* DOCUMENT SOURCE *
Dieu, dans la bible, a créé le monde en le nommant, pourquoi n’y aurait-il pas un mouvement de création des choses qui pourrait exister en leur ôtant leur nomination, en les purgeant de toute représentation, pour inventer un rapport nouveau qui leur redonne cette candeur qui précède leur nomination et toute expérience antérieure.

Pouvoir se déprendre de toute représentation, de toute symbolique pour juste redécouvrir à neuf les lois, les limites, les qualités et la présence de ces matières, en oubliant interdits, certitudes et acquis … et jouer.

Découvrir que sous le connu, il y a toujours de l’inconnu à explorer, et sentir la nécessité et l’urgence de vivre cette exploration comme une expérience pleine, où tout de soi est engagé. La personne découvre l’expérience qu’elle a « besoin » de vivre avec la matière choisie et, recommence alors patiemment à réinventer une nouvelle façon de relier matières, sensations et gestes, imaginaire et émotions.

Cette 1ére phase est fondamentale, elle ouvre des mondes : certaines des polarités sensorielles vont révéler à la personne leurs 2 principes opposés en une complémentarité dynamique qui va déployer l’éventail des nuances ; cela ouvre effectivement un « monde » : le monde du noir et blanc et toute la gamme infinie des gris par exemple (je pense à une femme violente pour qui cette découverte a été essentielle); le chaud/froid et l’univers des températures ; le lourd/léger et le monde des poids, le dur et doux (pour une autre, la révélation de la douceur du sable a été bouleversante, elle qui se vivait en armure) etc ; on entre de plus en plus dans les variations et les degrés ouverts par ces polarités en approfondissant la subtilité de la sensorialité.

* EXTRAIT DE DONNÉES *
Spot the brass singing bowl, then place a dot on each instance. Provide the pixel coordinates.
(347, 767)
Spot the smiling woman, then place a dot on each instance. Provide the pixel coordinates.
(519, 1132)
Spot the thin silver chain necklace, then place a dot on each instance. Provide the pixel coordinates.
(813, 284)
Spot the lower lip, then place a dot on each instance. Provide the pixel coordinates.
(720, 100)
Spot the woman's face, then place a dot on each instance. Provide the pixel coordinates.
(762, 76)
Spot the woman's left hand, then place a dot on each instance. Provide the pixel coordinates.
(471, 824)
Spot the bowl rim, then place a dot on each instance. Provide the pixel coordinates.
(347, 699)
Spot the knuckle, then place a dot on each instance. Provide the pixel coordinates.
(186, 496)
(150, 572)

* CONSIGNE 1 *
Sélectionnez et recopiez chaque ligne des enregistrements contenant la chaîne « bowl ». La casse est prise en compte.
* CONSIGNE 2 *
Poursuivez le texte sur l'exploration sensorielle des matières à partir de sa dernière phrase.
Les enregistrements sont sans rapport avec le texte sur l'exploration sensorielle des matières.

* RÉPONSE RÉDIGÉE 1 *
Spot the brass singing bowl, then place a dot on each instance. Provide the pixel coordinates.
Spot the bowl rim, then place a dot on each instance. Provide the pixel coordinates.

* RÉPONSE RÉDIGÉE 2 *
2éme phase :

Puis un 2eme niveau sensoriel que l’on pourrait dire imaginaire où il n’y a pas le toucher-contact direct mais un toucher-geste ou mvt mental, c’est une modalité perceptive spécifique très puissante de l’intériorité car s’aménage alors un espace intérieur mais poreux au monde où circulent souffle et énergies, espace des résonances entre la chair et le monde. Le déploiement de cet espace offre un horizon au sujet, qui s’expérimente alors lui-même à travers la matière.

C’est la phase contemplative : va et vient entre la matière et ce qu’on pourrait appeler « la chair de la chair « ; d’abord se défusionner de la matière, se séparer, se mettre en retrait pour regarder la matière mais un regard non pas de spectateur inerte mais c’est un regard-corps participatif ; il faut sortir de cette étrange certitude que, si on est à distance, on est coupé du monde, juste spectateur d’un monde dont notre corps est congédié. A distance, le corps se fermerait.

Dans l’atelier, progressivement, apprivoiser la confiance et s’ouvrir à sa vulnérabilité pour accéder à une porosité avec ce qui se manifeste dans la matière et juste tourner son attention vers la façon dont notre corps se laisse toucher et modifier par elle.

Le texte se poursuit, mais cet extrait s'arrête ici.